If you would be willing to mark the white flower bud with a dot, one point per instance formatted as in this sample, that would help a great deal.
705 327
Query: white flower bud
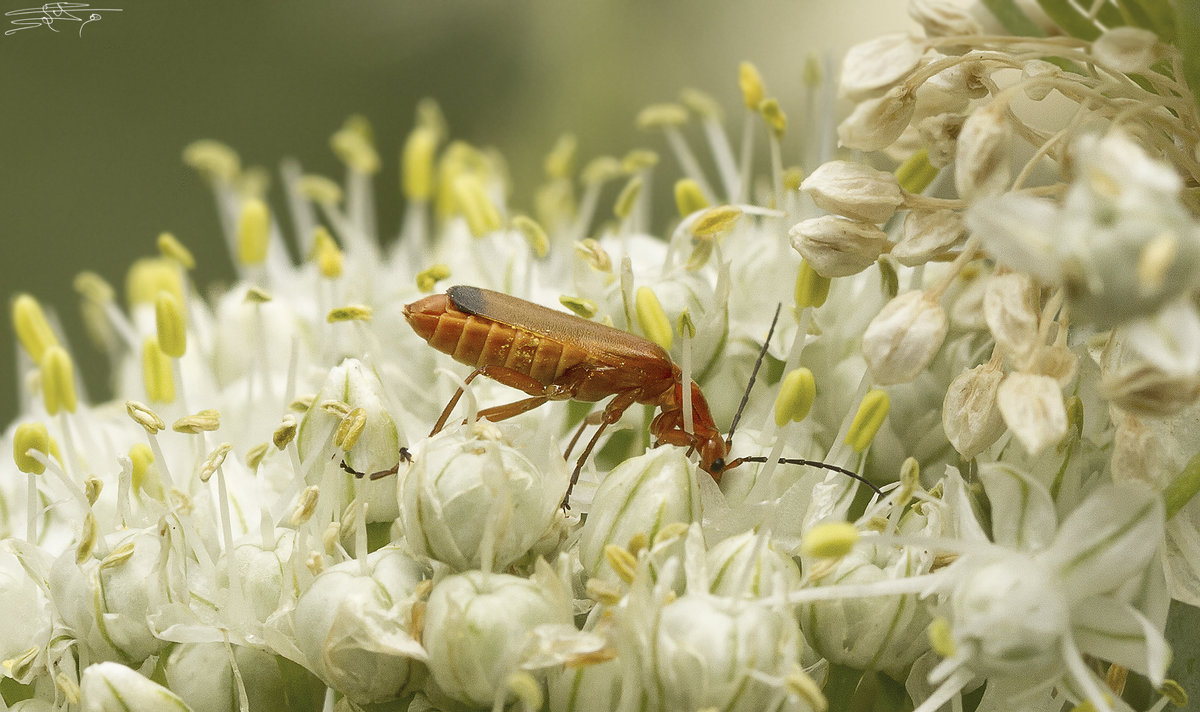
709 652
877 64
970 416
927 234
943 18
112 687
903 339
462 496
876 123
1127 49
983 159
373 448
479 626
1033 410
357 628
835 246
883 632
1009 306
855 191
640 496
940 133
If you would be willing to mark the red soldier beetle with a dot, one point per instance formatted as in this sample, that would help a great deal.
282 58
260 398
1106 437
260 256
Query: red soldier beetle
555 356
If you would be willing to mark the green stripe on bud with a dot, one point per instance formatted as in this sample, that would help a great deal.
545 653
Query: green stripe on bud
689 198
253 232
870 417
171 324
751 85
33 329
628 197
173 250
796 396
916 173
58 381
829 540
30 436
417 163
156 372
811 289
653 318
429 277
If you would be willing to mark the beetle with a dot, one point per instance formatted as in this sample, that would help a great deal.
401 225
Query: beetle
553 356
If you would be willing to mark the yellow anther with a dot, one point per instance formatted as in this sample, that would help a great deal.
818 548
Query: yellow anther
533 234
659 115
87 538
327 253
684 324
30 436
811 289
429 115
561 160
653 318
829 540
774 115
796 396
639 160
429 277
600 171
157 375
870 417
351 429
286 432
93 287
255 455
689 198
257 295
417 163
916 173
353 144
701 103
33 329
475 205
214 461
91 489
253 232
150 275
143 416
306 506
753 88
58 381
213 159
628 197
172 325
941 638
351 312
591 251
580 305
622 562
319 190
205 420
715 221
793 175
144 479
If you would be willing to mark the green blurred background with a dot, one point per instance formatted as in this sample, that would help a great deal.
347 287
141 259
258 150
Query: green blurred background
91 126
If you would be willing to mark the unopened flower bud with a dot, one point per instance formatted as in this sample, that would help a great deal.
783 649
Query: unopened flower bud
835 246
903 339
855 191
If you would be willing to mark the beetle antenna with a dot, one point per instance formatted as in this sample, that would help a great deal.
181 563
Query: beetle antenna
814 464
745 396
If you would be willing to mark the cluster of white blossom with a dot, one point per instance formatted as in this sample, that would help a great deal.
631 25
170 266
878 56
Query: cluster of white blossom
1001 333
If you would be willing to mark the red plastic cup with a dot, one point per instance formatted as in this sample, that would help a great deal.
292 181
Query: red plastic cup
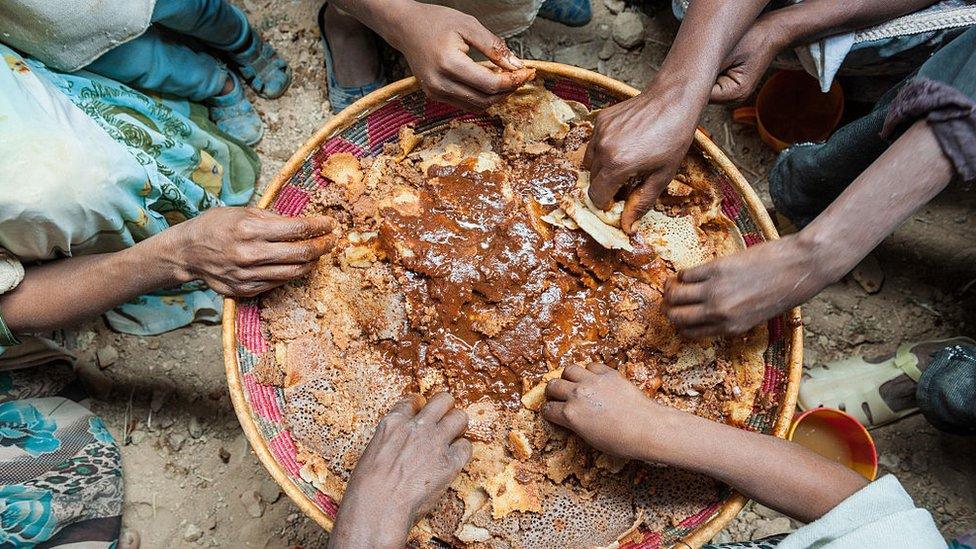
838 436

##########

* **GIVEN REQUEST**
Copy out all of the data above word for word, leaving out the pictures.

* **COMPLETE ANSWER**
If you would be willing to mark the white flower bud with a dot, one point per instance formatted as in this sample, that would help a great deal.
705 327
Query: white flower bud
709 652
877 64
970 416
927 234
943 18
112 687
903 339
462 496
876 123
1127 49
983 159
373 448
479 626
1033 410
357 628
835 246
883 632
1009 306
855 191
640 496
940 133
If you would be willing to mark the red soldier beetle with a dot, one point per instance formatted as in this sample, that would help a great deal.
282 58
260 398
1106 437
260 256
Query: red soldier beetle
555 356
If you would be willing to mark the green stripe on bud with a dot, one point per instance formatted as in this sample, that would help a great deal.
545 653
Query: green stripe on bud
689 198
253 232
870 417
171 324
751 85
33 329
628 197
173 250
796 396
916 173
58 381
829 540
30 436
417 163
156 372
811 289
653 318
429 277
If you would be willing to mark the beetle with a dot, one point per instance formatted as in this sample, that would help a great deal.
401 225
Query: beetle
553 356
If you would be willing to mark the yellow anther with a dot, one point per instance formatted as in this sample, that would help a great deal.
818 548
Query: yellow anther
533 234
659 115
87 538
327 253
684 324
30 436
811 289
429 115
561 160
653 318
829 540
774 115
796 396
639 160
429 277
600 171
157 375
870 417
351 429
286 432
93 287
255 455
689 198
257 295
417 163
916 173
353 144
701 103
33 329
475 205
214 461
91 489
253 232
150 275
143 416
306 506
753 88
58 381
213 159
628 197
172 325
941 638
351 312
591 251
580 305
622 562
319 190
205 420
715 221
793 175
144 479
If you would be willing to mark the green blurred background with a dot, one point per instance formatted as in this sample, that would help a great deal.
347 287
141 259
258 150
Query: green blurred background
91 126
If you would be willing to mark the unopened flower bud with a dot, one point per instance formatted as in this sample, that would help a great deal.
783 649
Query: unopened flower bud
835 246
903 339
855 191
If you would be willing to mark the beetle antenna with a dot, one point per instance formatted as in this sample, that would help a great deal.
181 563
Query: beetle antenna
814 464
745 396
If you would be willing to mark the cluster of white blossom with a dot, one point per instance formatted as in this sample, that would help a great deal.
631 25
170 266
878 56
Query: cluster of white blossom
1001 333
If you would be willing to mark the red plastic cup with a dot, one point per instance formatted as in this sample, that would help a great deal.
292 181
Query: red plastic cup
838 436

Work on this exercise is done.